• _To do_: Transcribe all the records with complete accuracy.

┄┄┄┄┄┄┄┄┄┄┄┄┄┄┄┄┄┄┄┄

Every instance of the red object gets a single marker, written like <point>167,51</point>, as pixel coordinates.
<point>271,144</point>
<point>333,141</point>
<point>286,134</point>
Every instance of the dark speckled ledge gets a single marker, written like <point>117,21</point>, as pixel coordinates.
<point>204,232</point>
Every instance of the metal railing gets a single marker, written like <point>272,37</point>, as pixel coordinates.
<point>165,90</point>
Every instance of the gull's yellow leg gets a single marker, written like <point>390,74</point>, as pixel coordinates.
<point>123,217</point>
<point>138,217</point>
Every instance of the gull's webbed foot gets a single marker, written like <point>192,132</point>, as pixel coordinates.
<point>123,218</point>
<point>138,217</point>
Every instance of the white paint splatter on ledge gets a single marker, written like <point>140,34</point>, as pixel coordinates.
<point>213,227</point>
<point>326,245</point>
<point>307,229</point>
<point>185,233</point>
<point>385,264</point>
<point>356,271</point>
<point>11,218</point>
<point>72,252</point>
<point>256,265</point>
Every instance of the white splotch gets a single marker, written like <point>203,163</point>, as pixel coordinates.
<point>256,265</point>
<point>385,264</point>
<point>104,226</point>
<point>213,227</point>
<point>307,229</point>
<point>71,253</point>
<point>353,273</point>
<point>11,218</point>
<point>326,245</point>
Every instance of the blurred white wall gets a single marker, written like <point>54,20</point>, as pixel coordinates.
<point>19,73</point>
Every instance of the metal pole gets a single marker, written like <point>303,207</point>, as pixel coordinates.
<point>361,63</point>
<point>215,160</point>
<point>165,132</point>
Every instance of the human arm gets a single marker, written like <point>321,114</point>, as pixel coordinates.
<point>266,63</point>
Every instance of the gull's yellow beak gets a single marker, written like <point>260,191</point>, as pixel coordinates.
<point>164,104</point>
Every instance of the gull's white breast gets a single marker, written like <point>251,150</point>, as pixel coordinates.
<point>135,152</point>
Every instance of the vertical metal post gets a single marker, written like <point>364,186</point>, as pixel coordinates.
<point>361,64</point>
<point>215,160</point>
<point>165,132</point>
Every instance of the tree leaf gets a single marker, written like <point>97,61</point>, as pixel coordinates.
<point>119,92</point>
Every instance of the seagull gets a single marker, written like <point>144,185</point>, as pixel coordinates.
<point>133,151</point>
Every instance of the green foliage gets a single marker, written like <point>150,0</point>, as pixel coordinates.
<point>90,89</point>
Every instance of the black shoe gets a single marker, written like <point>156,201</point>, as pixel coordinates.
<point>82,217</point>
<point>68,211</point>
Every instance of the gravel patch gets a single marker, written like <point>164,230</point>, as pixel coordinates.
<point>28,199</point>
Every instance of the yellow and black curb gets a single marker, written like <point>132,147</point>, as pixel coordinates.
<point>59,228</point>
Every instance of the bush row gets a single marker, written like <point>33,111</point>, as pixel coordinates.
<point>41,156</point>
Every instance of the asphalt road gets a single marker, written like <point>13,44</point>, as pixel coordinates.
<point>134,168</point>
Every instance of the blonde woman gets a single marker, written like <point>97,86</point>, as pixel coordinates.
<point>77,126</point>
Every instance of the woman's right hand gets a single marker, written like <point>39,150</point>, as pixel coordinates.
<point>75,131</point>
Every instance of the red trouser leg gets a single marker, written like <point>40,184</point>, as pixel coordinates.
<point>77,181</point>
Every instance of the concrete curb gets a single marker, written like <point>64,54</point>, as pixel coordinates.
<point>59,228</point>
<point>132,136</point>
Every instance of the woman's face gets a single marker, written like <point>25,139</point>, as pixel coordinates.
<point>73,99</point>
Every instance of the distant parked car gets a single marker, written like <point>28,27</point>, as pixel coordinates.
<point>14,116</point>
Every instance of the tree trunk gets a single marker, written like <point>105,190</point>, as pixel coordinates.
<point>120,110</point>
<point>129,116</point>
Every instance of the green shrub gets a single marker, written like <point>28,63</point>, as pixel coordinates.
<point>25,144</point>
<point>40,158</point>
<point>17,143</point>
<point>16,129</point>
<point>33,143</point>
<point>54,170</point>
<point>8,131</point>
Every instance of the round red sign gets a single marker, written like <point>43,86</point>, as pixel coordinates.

┄┄┄┄┄┄┄┄┄┄┄┄┄┄┄┄┄┄┄┄

• _Your response_:
Every instance of the red object gets a single marker, written like <point>167,51</point>, as pixel coordinates.
<point>271,144</point>
<point>333,141</point>
<point>286,134</point>
Every instance of the dark speckled ledge gets a single marker, written like <point>117,21</point>, as pixel coordinates.
<point>204,232</point>
Every instance of the metal railing gets a single marker, written like <point>272,37</point>, as pixel coordinates.
<point>165,90</point>
Every instance of the gull's yellow leg gets a single marker, written like <point>390,74</point>, as pixel coordinates.
<point>123,217</point>
<point>138,217</point>
Every instance of the gull's webbed foot gets a single marker, written like <point>192,132</point>, as pixel coordinates.
<point>123,218</point>
<point>138,217</point>
Every instance of the white paint splatter on ledge gets a single marker, written like <point>140,34</point>, as pixel coordinates.
<point>213,227</point>
<point>326,245</point>
<point>307,229</point>
<point>185,233</point>
<point>385,264</point>
<point>356,271</point>
<point>11,218</point>
<point>72,252</point>
<point>256,265</point>
Every instance of the white splotch gets a single marker, written like <point>203,163</point>, as pixel coordinates.
<point>256,265</point>
<point>385,264</point>
<point>104,226</point>
<point>213,227</point>
<point>307,229</point>
<point>71,253</point>
<point>353,273</point>
<point>11,218</point>
<point>326,245</point>
Every instance of the blurred white wall gets a single marker, written like <point>54,20</point>, as pixel coordinates.
<point>19,73</point>
Every instance of the metal pole gets a single marker, written like <point>303,207</point>, as pixel coordinates.
<point>361,63</point>
<point>215,160</point>
<point>165,132</point>
Every instance of the human arm gets a single marker, written like <point>321,114</point>, as pixel coordinates.
<point>266,63</point>
Every instance of the gull's yellow beak gets a single marker, written like <point>260,191</point>, as pixel coordinates.
<point>164,104</point>
Every instance of the gull's white breast gets a single marker, written like <point>251,150</point>, as pixel coordinates.
<point>135,152</point>
Every instance of the vertical metal post gets a single marker, written like <point>364,186</point>, as pixel coordinates.
<point>361,64</point>
<point>215,160</point>
<point>165,132</point>
Every instance of the tree leaf gets a single marker, written like <point>97,61</point>, as pixel coordinates.
<point>119,92</point>
Every instance of the seagull gets a single marker, written like <point>144,185</point>, as pixel coordinates.
<point>133,151</point>
Every instance of the green foliage gets a single marker, written like <point>150,0</point>, as pixel coordinates.
<point>90,89</point>
Every instance of the black shoe gets a single marker, written like <point>156,201</point>, as pixel coordinates.
<point>82,217</point>
<point>68,211</point>
Every instance of the gravel patch gets a single marker, written like <point>164,230</point>, as pixel coordinates.
<point>28,199</point>
Every instance of the yellow and black curb gets a single marker, written like <point>132,147</point>, as pixel coordinates.
<point>59,228</point>
Every instance of the bush row gets a single marker, written like <point>33,111</point>, as pixel coordinates.
<point>41,156</point>
Every instance of the asphalt road gets a single marker, written like <point>13,44</point>, as pixel coordinates.
<point>134,168</point>
Every instance of the blonde woman gets a single marker, written like <point>97,86</point>, as pixel coordinates.
<point>77,126</point>
Every instance of the woman's right hand gets a single marker, written like <point>39,150</point>, as pixel coordinates.
<point>75,131</point>
Every instance of the red trouser leg gets a single marker, written like <point>40,184</point>, as pixel coordinates.
<point>77,181</point>
Every instance of the concrete curb gets a single marker, written like <point>64,54</point>, as pixel coordinates.
<point>59,228</point>
<point>132,136</point>
Every instance of the woman's face gets a single marker, written like <point>25,139</point>, as pixel coordinates.
<point>73,99</point>
Every instance of the distant parked car gets a single marker, written like <point>28,27</point>, as pixel coordinates.
<point>14,116</point>
Every instance of the tree trunk gets a single marker, written like <point>105,190</point>, as pixel coordinates.
<point>120,110</point>
<point>129,116</point>
Every instance of the green shrub gets a single marker, written like <point>28,63</point>, as pixel coordinates.
<point>25,144</point>
<point>40,158</point>
<point>17,143</point>
<point>16,129</point>
<point>33,143</point>
<point>54,170</point>
<point>8,131</point>
Every instance of the round red sign gets a single marker, written like <point>43,86</point>, as pixel coordinates.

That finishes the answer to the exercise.